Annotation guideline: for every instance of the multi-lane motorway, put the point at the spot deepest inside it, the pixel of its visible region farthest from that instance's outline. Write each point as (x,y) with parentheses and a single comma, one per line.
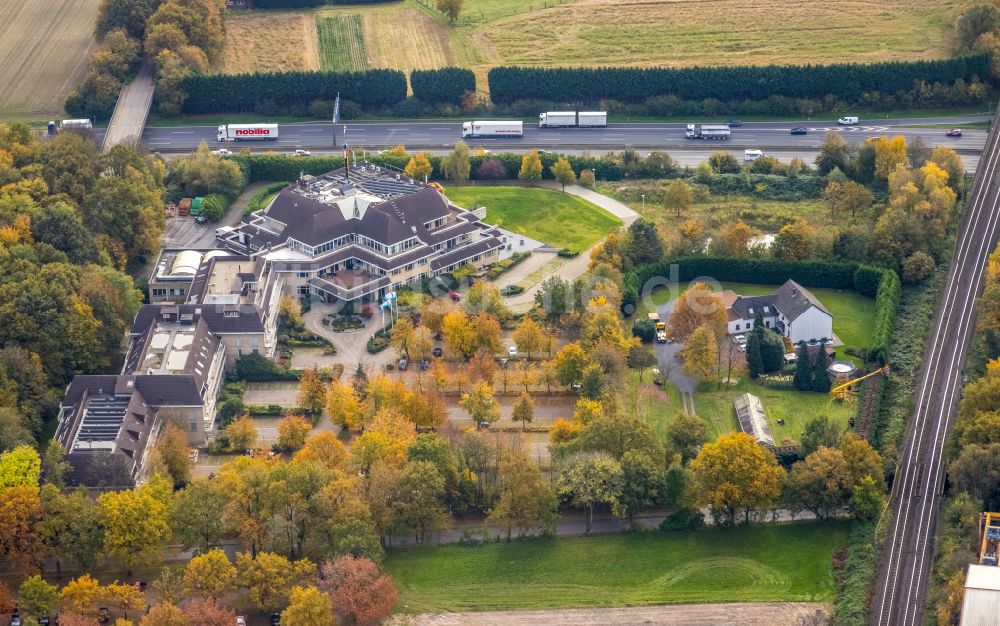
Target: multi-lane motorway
(642,136)
(901,586)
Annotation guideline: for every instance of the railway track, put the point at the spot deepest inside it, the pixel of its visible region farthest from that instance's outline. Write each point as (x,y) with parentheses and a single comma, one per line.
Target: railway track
(904,569)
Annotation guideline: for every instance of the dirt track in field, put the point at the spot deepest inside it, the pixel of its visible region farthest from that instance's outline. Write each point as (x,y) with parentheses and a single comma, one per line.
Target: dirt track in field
(44,48)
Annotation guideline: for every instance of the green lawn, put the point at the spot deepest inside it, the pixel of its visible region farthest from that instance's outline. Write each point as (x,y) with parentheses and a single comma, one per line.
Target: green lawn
(715,406)
(656,406)
(554,218)
(764,563)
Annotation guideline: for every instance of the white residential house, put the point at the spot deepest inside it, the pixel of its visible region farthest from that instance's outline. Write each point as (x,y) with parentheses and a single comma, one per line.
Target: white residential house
(793,310)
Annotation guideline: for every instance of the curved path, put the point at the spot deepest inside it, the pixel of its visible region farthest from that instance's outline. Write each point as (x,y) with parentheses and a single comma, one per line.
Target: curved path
(575,267)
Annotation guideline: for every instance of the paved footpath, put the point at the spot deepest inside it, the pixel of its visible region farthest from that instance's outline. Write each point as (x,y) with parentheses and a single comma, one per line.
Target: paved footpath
(728,614)
(577,266)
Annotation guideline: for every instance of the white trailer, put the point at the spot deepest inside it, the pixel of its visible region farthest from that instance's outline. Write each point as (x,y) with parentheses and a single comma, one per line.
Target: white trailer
(707,131)
(593,119)
(80,124)
(557,119)
(492,129)
(247,132)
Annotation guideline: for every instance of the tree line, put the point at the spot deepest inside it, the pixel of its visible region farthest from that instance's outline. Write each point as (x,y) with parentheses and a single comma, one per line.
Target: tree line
(176,36)
(973,455)
(626,84)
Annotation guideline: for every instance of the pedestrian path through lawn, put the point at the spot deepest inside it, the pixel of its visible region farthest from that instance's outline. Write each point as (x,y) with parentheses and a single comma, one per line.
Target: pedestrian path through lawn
(552,217)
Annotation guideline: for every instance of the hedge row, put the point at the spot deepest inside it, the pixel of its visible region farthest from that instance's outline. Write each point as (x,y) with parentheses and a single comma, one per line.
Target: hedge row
(769,271)
(257,167)
(445,85)
(886,304)
(221,93)
(770,186)
(630,84)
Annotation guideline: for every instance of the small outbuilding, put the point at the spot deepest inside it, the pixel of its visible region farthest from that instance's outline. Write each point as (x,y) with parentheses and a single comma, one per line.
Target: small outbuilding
(981,601)
(753,419)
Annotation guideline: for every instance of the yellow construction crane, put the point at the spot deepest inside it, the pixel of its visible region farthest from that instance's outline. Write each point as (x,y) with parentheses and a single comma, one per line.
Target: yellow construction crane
(841,391)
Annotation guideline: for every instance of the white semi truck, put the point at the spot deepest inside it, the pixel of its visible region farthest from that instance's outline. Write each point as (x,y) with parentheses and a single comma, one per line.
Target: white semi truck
(570,119)
(707,131)
(557,119)
(247,132)
(492,129)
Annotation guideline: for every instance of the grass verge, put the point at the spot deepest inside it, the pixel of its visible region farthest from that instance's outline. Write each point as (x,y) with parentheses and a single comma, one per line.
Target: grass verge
(554,218)
(760,563)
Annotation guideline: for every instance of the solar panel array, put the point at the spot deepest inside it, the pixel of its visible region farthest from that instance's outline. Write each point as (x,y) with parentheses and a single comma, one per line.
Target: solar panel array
(102,420)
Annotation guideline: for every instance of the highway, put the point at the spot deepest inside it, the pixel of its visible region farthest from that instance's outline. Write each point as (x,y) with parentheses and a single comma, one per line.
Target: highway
(902,581)
(440,136)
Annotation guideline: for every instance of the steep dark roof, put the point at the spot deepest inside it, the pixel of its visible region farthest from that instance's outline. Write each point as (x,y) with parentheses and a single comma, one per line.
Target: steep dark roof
(463,253)
(792,299)
(221,319)
(169,390)
(748,306)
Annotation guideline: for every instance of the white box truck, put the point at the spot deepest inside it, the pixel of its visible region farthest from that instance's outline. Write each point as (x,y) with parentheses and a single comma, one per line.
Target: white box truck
(593,119)
(247,132)
(81,124)
(707,131)
(492,129)
(557,119)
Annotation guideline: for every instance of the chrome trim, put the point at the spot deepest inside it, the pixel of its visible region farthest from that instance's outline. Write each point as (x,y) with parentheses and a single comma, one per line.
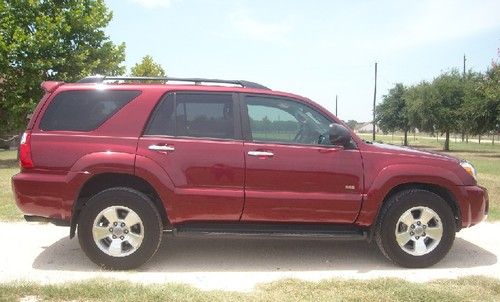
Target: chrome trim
(260,153)
(161,148)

• **What you have to do**: Write out the data above exactly as it appears, but without any image.

• **Task output**:
Annotation guideline: for every instance of the multi-lane motorway, put the point at the spot deepest inside it, the pixel of its visible region farthest from that instance's outline. Write each point as (x,y) with parentheses and a single comma, one per line.
Target: multi-lane motorway
(642,136)
(901,586)
Annotation guideline: for every instance of the railway track, put the point at the spot deepest inside it, the pixel of its visible region farthest from that instance's outline. Write each point as (x,y) with parentheses and a single comma, one per line.
Target: railway track
(904,569)
Annotation guideline: for every instance of the dirt track in field, put the point at the spot deepest inside it, the pixel of its visible region farthest from that instance's outline. Write each point as (x,y) with parentheses and a single comma, one per line.
Target: dirt track in field
(44,48)
Annotation guideline: for every instance of the green lawn, put the point at the spot deepest inside it, the pixel of its visible region farthest from that instance's outline. Write each point as (x,y) with parentheses and a single comma, one per line.
Target: green lawn
(715,406)
(656,406)
(554,218)
(764,563)
Annotation guideline: for every instance of the white residential house, put the point at the spot deepest inside it, the pixel of its visible region farthest from that instance's outline. Write each point as (x,y) with parentheses and a single comma, one per line.
Target: white residential house
(793,310)
Annotation guideline: for every instance of the curved path, put the point at the spot deepest inside it, the pixel of its visible region farthest from that instance's outline. Write each point as (x,y) with parentheses and a single comma, one per line.
Target: curved path
(575,267)
Annotation guideline: for every instance of the paved footpath, put the point at the spot deepest inside it, the pixel of its visible region farthest from that instance's outline. Write each point as (x,y) with parentheses and a single comma, one per line.
Target: paved footpath
(728,614)
(577,266)
Annotation guideline: for every instance of the white trailer, put the point at the spot deepest inside it, the pixel of its visible region farthest from that instance's outline. Write each point as (x,y) with parentheses and a single comma, one per line.
Target: white trailer
(707,131)
(593,119)
(80,124)
(557,119)
(492,129)
(247,132)
Annotation guideline: for every instance of the tree line, put the point at the spot deepest inside it, the pixel of its visible region farthest from that instance's outline. Write each point as (x,y) with parentheses and a single comma, one per line.
Target: tree line
(176,36)
(973,455)
(626,84)
Annotation guideline: for every instance of the pedestrian path through lawn, put the point at the spot deepest inside it, the pixel of its visible region farthest from that instance's outline. Write each point as (x,y) with parentheses and a single comma, one per line.
Target: pedestrian path through lawn
(552,217)
Annotation guideline: for every instance of the hedge row, put the point at the spot deepest inside it, the pixel of its visible region farthest from that instance's outline. Write each point as (x,y) with parentheses and a single comma, one per line.
Target: hedge row
(769,271)
(257,167)
(445,85)
(886,304)
(221,93)
(770,186)
(630,84)
Annotation guideline: for every instance of the small outbuilding, put the point at the spot deepest inside it, the pixel of its visible region farthest from that instance's outline. Write each point as (x,y) with parentheses and a single comma, one per line.
Target: small outbuilding
(981,601)
(753,419)
Annotation guideline: for every instance of the yellow construction crane, put the point at the spot deepest inside it, the pixel of its visible region farthest from that instance's outline. Write each point as (x,y) with parentheses and a single comma, one per line.
Target: yellow construction crane
(841,391)
Annotation guideline: for every instance of the white semi truck, put the point at the spot deepest inside it, the pixel of its visible region farthest from that instance's outline. Write each point as (x,y) with parentheses and a single comma, one per line.
Target: white semi truck
(570,119)
(707,131)
(557,119)
(247,132)
(492,129)
Annotation guideline: for every instance of the grass verge, put the point at the spot deepest inside it, the pixel of its visible region farthest from that instance's outline. Write each point as (x,y) with parentheses and a single comma, one per line.
Target: grass verge
(554,218)
(760,563)
Annotation guideline: for every instance of the solar panel array, put the point at the spot deepest inside it, the pixel of its visible region farthest from that instance's outline. Write each point as (x,y) with parentheses and a single comma, one per line.
Target: solar panel array
(102,420)
Annotation guideline: for every instance of the highway, put the point at the spot deepest inside it, the pixel of its visible region farthest from that instance's outline. Write each point as (x,y) with parentheses and a single comma, one per line.
Target: highway
(902,581)
(440,136)
Annotation guideline: for every instance of the steep dark roof, put the point at the spot deepest inside it, the pixel of its visible region farthest from that instance's outline. Write each point as (x,y) with parentheses and a single comma, one per line.
Target: steep dark roof
(463,253)
(792,299)
(221,319)
(169,390)
(748,306)
Annotation guideline: for every instance of the white box truck, put the point at the spot deepest inside it, the pixel of its visible region farthest from that instance's outline. Write each point as (x,y) with parentheses and a single comma, one per line.
Target: white box truck
(593,119)
(247,132)
(81,124)
(707,131)
(492,129)
(557,119)
Annotation guideline: for every instance of the chrome trim, put the point at the spot deepest inside it, the pixel of its visible region farthest from that instance's outline. Write each point as (x,y) with parentheses and a single comma, one per line.
Target: chrome trim
(260,153)
(161,148)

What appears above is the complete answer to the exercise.